**Supplied text**:
--- Start ---

Playboy centerfold appearance
- August 1964
- Preceded by: Melba Ogle
- Succeeded by: Astrid Schulz

Personal details
- Born: Margaret Lee September 2, 1942 (age 83) New Orleans, Louisiana, U.S.
- Height: 5 ft 4.5 in (164 cm)

= China Lee =

American model and actress (born 1942)

China Lee (pronounced Chee-na; born Margaret Lee; September 2, 1942) is an American model and actress. She was Playboy's Playmate of the Month for the August 1964 issue and the first Asian American Playmate. Her centerfold was photographed by Pompeo Posar. According to her Playmate profile, her name is pronounced "chee-na" to rhyme with "Tina".

==Early life==
Lee was born in New Orleans, Louisiana, to Chinese parents who immigrated to the United States after marriage. The family-owned a laundry and, later, a much-lauded restaurant. She is the youngest of eight children and the younger sister of Harry Lee, who served as the sheriff of Jefferson Parish, Louisiana for about 28 years. The name "China" is derived from the nickname "Chinita" ("little Chinese girl") bestowed on her by Spanish-speaking neighbors who admired her dancing as a child.

==Career==
Lee worked as a hairstylist and waitress, then as a Playboy Bunny, before appearing in Playboy. She had been a "Training Bunny," which required her to travel to different Playboy Clubs to teach prospective Bunnies their duties.

--- End ---

**Written request**: According to the China Lee article, who photographed her centerfold? The records that come next are separate material with no connection to the China Lee article.

**Given entries**:
--- Start ---

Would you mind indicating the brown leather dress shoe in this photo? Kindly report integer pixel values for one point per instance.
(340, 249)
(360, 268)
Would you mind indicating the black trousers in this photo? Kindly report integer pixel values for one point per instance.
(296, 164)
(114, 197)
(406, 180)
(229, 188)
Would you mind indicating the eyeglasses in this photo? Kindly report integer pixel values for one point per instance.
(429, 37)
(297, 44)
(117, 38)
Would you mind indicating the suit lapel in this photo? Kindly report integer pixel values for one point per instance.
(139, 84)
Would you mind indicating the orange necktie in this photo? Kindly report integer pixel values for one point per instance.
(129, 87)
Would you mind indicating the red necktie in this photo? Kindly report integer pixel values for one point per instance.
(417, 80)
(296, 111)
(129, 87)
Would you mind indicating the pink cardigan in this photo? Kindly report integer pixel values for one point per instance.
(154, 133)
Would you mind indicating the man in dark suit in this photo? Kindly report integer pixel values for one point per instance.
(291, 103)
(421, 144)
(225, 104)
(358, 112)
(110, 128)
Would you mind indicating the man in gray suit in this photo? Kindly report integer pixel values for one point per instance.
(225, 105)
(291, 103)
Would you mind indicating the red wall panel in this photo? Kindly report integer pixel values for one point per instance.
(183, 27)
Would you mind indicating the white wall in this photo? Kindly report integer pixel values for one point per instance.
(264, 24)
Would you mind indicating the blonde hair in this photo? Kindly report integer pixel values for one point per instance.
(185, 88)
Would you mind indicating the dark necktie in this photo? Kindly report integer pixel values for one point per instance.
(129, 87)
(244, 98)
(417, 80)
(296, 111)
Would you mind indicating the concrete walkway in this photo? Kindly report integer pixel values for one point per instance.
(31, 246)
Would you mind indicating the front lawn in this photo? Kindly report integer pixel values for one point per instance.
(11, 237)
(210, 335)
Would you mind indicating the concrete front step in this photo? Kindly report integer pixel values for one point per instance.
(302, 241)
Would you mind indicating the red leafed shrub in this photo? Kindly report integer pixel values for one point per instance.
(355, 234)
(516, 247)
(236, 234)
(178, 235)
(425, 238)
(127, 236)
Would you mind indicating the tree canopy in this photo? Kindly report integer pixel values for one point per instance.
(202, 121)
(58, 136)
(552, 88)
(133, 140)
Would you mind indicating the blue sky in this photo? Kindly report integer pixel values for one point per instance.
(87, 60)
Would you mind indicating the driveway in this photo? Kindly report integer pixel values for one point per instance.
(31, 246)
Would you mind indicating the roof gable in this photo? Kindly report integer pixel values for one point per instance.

--- End ---

**Finished answer**: Pompeo Posar